(WHAT TO WORK ON)
Gather each line of the items below that contains the string "overcast" and copy it verbatim.

** START RECORDS FOR PROCESSING **

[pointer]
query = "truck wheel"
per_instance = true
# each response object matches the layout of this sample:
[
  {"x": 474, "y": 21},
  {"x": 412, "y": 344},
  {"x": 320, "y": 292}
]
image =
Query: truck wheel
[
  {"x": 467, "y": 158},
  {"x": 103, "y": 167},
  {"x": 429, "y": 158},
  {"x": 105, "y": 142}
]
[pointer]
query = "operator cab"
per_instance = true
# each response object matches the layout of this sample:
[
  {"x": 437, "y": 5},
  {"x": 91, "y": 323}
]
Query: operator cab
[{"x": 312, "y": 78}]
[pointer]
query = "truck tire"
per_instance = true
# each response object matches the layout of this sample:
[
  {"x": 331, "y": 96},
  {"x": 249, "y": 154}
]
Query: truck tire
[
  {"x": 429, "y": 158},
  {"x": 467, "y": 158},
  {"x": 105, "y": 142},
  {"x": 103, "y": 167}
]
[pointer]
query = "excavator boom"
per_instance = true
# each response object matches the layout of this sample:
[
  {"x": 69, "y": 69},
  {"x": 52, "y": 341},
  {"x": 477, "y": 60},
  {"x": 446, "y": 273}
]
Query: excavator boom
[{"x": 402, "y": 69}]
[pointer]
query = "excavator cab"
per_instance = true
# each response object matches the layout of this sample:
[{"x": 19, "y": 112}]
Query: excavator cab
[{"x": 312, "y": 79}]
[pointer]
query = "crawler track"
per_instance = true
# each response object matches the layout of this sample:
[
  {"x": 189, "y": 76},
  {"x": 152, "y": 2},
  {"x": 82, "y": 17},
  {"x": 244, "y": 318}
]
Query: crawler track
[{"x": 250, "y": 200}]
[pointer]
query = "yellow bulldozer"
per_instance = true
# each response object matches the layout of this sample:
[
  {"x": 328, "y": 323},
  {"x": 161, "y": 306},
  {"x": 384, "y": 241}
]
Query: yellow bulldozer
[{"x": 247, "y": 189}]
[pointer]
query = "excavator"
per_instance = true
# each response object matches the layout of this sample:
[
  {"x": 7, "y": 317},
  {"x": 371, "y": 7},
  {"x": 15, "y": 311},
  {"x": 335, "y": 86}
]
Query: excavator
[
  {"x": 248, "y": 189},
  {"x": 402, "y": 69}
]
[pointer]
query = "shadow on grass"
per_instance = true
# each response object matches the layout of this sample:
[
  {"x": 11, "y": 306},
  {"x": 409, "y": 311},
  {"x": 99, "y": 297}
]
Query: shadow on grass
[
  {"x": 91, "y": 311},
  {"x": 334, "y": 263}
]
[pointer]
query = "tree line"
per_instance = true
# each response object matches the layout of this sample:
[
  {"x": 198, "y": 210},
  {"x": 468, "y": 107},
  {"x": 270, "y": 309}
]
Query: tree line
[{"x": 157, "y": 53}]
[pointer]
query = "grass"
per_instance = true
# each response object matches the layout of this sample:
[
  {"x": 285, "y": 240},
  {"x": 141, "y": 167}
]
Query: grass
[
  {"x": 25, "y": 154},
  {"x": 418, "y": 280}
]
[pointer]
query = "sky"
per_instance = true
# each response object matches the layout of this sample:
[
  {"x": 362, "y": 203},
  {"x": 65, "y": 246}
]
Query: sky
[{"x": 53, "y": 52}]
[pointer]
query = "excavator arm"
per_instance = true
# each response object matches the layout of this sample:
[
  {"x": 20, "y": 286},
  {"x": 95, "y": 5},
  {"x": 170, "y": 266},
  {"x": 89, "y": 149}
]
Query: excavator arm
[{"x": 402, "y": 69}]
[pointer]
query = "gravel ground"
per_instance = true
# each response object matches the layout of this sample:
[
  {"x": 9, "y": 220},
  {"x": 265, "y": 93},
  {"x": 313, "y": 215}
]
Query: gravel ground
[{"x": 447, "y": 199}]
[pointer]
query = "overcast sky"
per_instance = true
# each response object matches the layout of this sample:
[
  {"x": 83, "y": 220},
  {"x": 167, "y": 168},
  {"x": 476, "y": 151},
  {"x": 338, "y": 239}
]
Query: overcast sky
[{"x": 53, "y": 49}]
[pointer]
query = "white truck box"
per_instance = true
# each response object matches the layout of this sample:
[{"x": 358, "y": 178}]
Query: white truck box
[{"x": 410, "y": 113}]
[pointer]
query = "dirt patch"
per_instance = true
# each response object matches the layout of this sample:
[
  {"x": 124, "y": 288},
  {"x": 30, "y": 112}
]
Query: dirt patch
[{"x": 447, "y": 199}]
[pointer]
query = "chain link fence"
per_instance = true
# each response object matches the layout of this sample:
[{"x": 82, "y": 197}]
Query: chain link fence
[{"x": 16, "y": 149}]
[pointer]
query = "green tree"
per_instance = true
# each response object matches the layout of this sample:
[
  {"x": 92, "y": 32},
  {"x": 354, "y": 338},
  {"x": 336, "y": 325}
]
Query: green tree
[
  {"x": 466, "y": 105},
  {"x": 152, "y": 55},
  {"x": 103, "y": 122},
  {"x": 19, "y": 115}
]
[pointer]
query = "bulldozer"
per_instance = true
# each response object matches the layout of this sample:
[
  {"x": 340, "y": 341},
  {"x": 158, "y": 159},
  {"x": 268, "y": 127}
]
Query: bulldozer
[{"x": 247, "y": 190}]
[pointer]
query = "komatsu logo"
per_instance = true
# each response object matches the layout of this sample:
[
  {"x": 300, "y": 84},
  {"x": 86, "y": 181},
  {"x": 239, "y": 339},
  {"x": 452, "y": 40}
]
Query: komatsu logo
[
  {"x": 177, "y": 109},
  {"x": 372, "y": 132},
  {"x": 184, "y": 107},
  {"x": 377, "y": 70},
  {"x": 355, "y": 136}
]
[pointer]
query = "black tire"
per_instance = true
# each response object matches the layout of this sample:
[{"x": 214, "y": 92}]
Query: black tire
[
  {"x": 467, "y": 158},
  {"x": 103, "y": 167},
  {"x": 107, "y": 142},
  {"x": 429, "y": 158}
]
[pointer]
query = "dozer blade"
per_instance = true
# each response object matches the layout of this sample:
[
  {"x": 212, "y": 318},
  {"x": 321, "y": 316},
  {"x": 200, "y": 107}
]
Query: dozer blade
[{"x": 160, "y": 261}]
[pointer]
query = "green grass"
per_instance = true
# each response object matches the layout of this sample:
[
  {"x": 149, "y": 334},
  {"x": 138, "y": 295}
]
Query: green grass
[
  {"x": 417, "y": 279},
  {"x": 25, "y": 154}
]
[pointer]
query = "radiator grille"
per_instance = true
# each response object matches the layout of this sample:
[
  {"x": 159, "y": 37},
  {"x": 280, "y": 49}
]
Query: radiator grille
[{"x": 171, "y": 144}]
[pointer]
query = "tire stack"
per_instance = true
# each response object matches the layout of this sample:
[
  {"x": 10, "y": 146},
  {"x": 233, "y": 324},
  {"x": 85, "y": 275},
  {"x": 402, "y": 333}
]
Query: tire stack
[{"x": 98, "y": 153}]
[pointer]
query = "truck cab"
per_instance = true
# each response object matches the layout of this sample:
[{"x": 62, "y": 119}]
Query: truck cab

** END RECORDS FOR PROCESSING **

(FINAL ANSWER)
query = "overcast sky"
Query: overcast sky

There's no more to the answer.